## What this task involves
Down to the last line, restate the records word for word, but not the pictures.

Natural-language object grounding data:
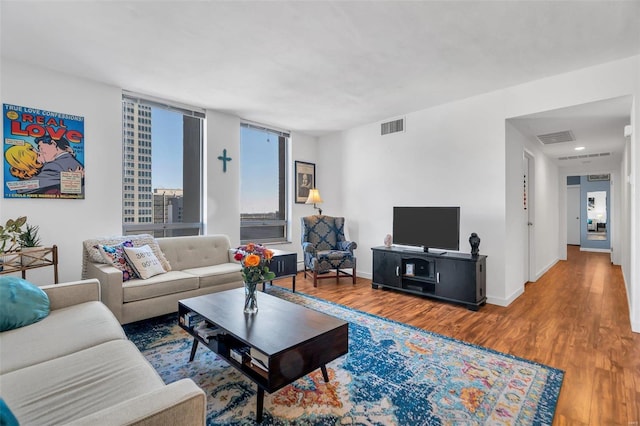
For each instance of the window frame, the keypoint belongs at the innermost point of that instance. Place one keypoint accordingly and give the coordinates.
(145, 144)
(284, 139)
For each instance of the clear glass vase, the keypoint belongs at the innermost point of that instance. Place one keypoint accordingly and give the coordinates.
(250, 298)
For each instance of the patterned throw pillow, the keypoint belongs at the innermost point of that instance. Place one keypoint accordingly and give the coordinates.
(115, 256)
(93, 254)
(145, 263)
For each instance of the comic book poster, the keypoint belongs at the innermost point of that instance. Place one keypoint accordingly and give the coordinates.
(43, 153)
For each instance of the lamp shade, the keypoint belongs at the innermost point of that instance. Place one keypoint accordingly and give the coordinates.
(314, 197)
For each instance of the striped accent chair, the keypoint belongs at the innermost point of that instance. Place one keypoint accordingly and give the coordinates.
(325, 248)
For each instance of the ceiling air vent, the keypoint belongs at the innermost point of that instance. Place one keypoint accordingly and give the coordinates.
(575, 157)
(392, 126)
(557, 137)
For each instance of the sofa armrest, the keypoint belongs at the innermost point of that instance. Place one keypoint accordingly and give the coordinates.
(111, 283)
(178, 403)
(72, 293)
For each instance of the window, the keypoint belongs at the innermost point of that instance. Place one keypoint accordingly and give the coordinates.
(165, 157)
(262, 184)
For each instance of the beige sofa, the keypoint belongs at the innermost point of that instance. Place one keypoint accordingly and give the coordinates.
(77, 367)
(199, 265)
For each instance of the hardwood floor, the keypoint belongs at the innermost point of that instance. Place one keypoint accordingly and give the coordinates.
(574, 318)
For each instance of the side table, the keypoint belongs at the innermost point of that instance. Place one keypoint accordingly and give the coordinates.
(23, 260)
(284, 264)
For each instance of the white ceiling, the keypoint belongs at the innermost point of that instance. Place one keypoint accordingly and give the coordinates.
(598, 127)
(319, 66)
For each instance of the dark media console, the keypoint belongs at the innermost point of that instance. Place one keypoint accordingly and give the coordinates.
(454, 277)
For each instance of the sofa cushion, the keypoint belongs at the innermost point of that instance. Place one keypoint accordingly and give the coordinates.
(143, 261)
(63, 332)
(115, 255)
(6, 416)
(23, 303)
(159, 285)
(211, 276)
(195, 251)
(73, 386)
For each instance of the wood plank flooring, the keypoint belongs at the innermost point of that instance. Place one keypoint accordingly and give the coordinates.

## Exercise result
For each instance of the window frame, the keypoint belongs at the innermost point of that instance. Place one keypoint accordingly and give the coordinates.
(145, 144)
(284, 139)
For each instance of the clear glass vase, the keypoint belongs at the innermost point of that instance. Place one keypoint accordingly and give the coordinates.
(250, 298)
For each instance of the patterned throw pillow, the keypoint belongs at the innermost point of that instance. Place one keypoint accordingly and give the coordinates.
(115, 256)
(93, 254)
(145, 263)
For each instance of the comic book poster, the keypoint belongs at the innermost point of that instance. Place one keypoint accordingly and give the coordinates.
(43, 153)
For each instance of the lamp shade, the keypoint belongs at the innermost point of that instance. Place one keypoint accordingly and give the coordinates.
(314, 197)
For each instance of the striped accent chair, the keypoint belongs at the innermost point of that instance. Place one keypoint accordingly and give the coordinates.
(325, 248)
For each instance of the ceiling air vent, the keypoint belongs at the innermost point of that instance. Place one keypoint accordingly and give the coordinates.
(575, 157)
(392, 126)
(557, 137)
For each instance of the sofa armrest, the keypoint belongs at the innermost point of that instance. Place one keypoint accordingly and give the coordinates.
(111, 283)
(178, 403)
(72, 293)
For each instance of the window, the keypoint belongs at the innermost point of that instance. Place one keypoint accordingly and give the coordinates.
(165, 157)
(262, 184)
For each instance of the beige sofa, the keypoint belongs at the innermost point of that instance. Place one keypoint accordingly and give the coordinates.
(77, 367)
(199, 265)
For each instance of the hardwood floor, the keypoint belongs at the innermost point of that instance. Place one keypoint accordingly and give the coordinates.
(574, 318)
For each instance of the side table, the keypoint belongs at the innermost point of that instance. Place one keypoint accordingly and give the coordinates.
(23, 260)
(284, 264)
For each instance of the white ceiling, the keypoint belongs at the innermost point of that instance. Place one keypoint accordingly and give the coordinates.
(598, 127)
(319, 66)
For each instance of the dark media console, the keypoint belongs at the innermost point of that instance. Place one keypoint accordingly and give the coordinates.
(454, 277)
For each instance of the sofa cushion, the keypoint belongs at the innermost point of that instance. Place one keypoint accordingly and give the coordinates.
(143, 261)
(63, 332)
(115, 255)
(6, 416)
(23, 303)
(159, 285)
(211, 276)
(195, 251)
(73, 386)
For each instance of the wood plank flooring, the keypoint belongs at the innermost point of that instance. Place one keypoint accordingly and give the coordinates.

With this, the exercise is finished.